> _EXERCISE TEXT_:
A new three-drug, all-oral, six-month treatment is providing hope to patients in Tajikistan with highly drug-resistant forms of tuberculosis, which until now had limited treatment options and poor prognosis.
Tajikistan is the first country in Central Asia and second in the world after Ukraine to provide access to the novel 'BPaL' regimen to patients suffering from the extensively drug-resistant (XDR-TB) form of tuberculosis under operational research conditions from December 2020. The regimen consists of three drugs —bedaquiline, pretomanid and linezolid.
XDR-TB is caused by bacteria resistant to some of the most effective anti-TB drugs and these strains develop from mismanaged treatment of patients with multidrug-resistant TB (MDR-TB).
"The BPaL regimen offers the shortest possible treatment course for XDR-TB patients, excludes injectable drugs, is easy to use and more affordable," says Veriko Mirtskhulava, senior epidemiologist at KNCV Tuberculosis Foundation, an international NGO devoted to eliminating TB.
"Conventional treatment regimen for patients with XDR-TB consists of 7—8 antibiotics for a minimum of 18 months, including any of the injectable drugs, which not every patient can tolerate."
The BPaL regimen, developed by the non-profit organization TB Alliance, is being implemented in Tajikistan by the National Tuberculosis Programme with support from the KNCV Tuberculosis Foundation.
As the regimen is still a novel anti-TB treatment, it is essential to closely monitor its feasibility, acceptability, safety and effectiveness, and ensure systematic and standardized data collection.
Tajikistan has the human resource capacity and infrastructure for it. After analyzing the operational research data on the regimen's safety and effectiveness, a decision will be made about scaling up the BPaL treatment under regular health service delivery conditions."
Veriko Mirtskhulava, Senior Epidemiologist, KNCV Tuberculosis Foundation
While TB is preventable and mostly curable with early detection and proper treatment, conventional drugs do not work in drug-resistant strains of TB. MDR-TB is resistant to the two most powerful first-line TB drugs— isoniazid and rifampicin. In addition, XDR-TB has resistance to second-line TB drugs — any fluoroquinolone and any of the three injectable drugs— amikacin, capreomycin and kanamycin.

> _GOAL OF THE EXERCISE_: Please continue the article on the BPaL tuberculosis treatment in Tajikistan, starting after its final sentence.

> _DATASET EXCERPTS_:
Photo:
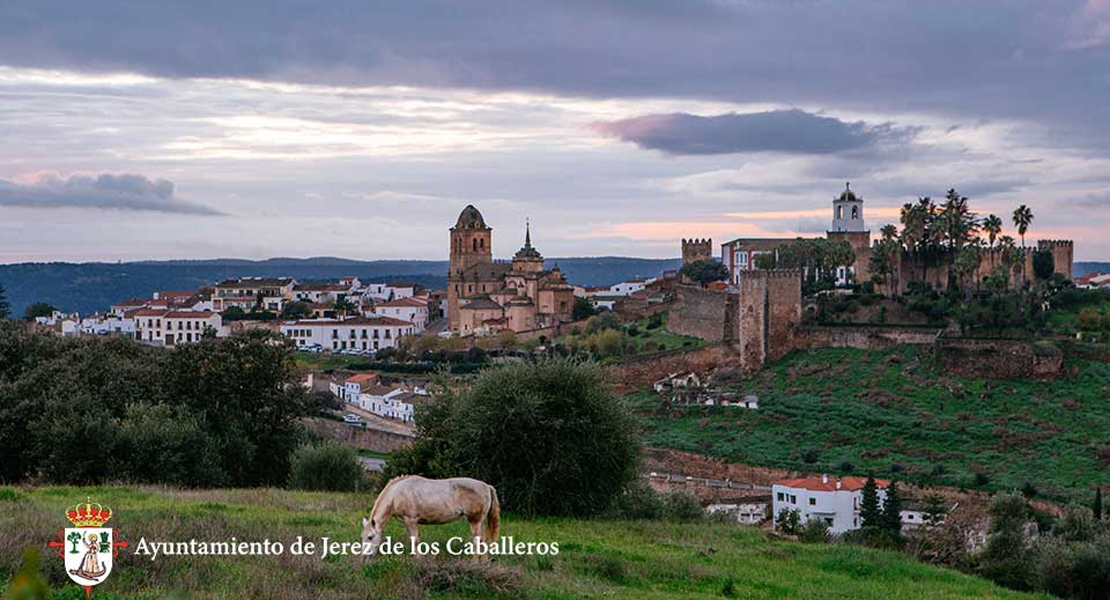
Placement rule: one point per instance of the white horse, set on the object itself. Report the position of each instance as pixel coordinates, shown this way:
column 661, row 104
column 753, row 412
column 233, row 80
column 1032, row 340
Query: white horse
column 417, row 500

> _OUTPUT BELOW_:
According to the World Health Organization, there was a ten per cent increase in MDR-TB in 2019 compared to the previous year, and the cure rate of XDR-TB worldwide is only 43 per cent. However, the BPaL regimen has shown success in treating 90 per cent of XDR-TB patients in TB Alliance's Nix-TB trial, which was conducted at three sites in South Africa. The results were published in the New England Journal of Medicine last year.
"We now have preliminary evidence that with the right drugs and drug regimens, highly resistant forms of TB might be able to be treated with similar number of drugs and similar duration as that needed for the treatment of drug-sensitive TB," says Sandeep Juneja, TB Alliance's senior vice-president of market access.
The BPaL regimen was first approved in August 2019 in the US and it has been recommended by the WHO under operational research conditions. Many more countries are expected to begin operational research soon including South Africa and Nigeria, as well as through efforts like the TB Alliance's LIFT-TB programme, which is supported by South Korea, enrolling patients in Indonesia, Kyrgyzstan, Myanmar, The Philippines, Uzbekistan and Vietnam.
"Our priority is to rapidly enable the widespread rollout of the BPaL regimen to those in need, no matter where they live. For countries where pretomanid is not yet approved, our global commercialization partner Viatris has established a named patient access programme," Juneja tells SciDev.Net.
All three drugs in the regimen are available to approximately 150 low- and middle-income countries throughthe Stop TB Partnership's Global Drug Facility at a cost of under US$1,000 per six-month treatment course.
"The approval of this regimen [under operational researchconditions] is a major step forward for people affected by XDR-TB. However, there is an urgent need for the scale up of laboratory capacity to test for resistance to these newer drugs. A recent small study from South Africa has already found worrying levels of resistance to bedaquiline in rifampicin- resistant TB," says Khai Lin Huang, infectious diseases physician at theBurnet Institutein Melbourne, Australia.
Khai Lin tells SciDev.Net that resistance to antimicrobials will almost certainly occur with increasing use, but the risk and impact can be managed with appropriate systems in place.
"Currently, the evidence for the BPaL regimen comes from a single trial in a single country,but more experience and data are needed. It is important that countries have a framework and capacity to be able to conduct operational research and adapt quickly," he adds.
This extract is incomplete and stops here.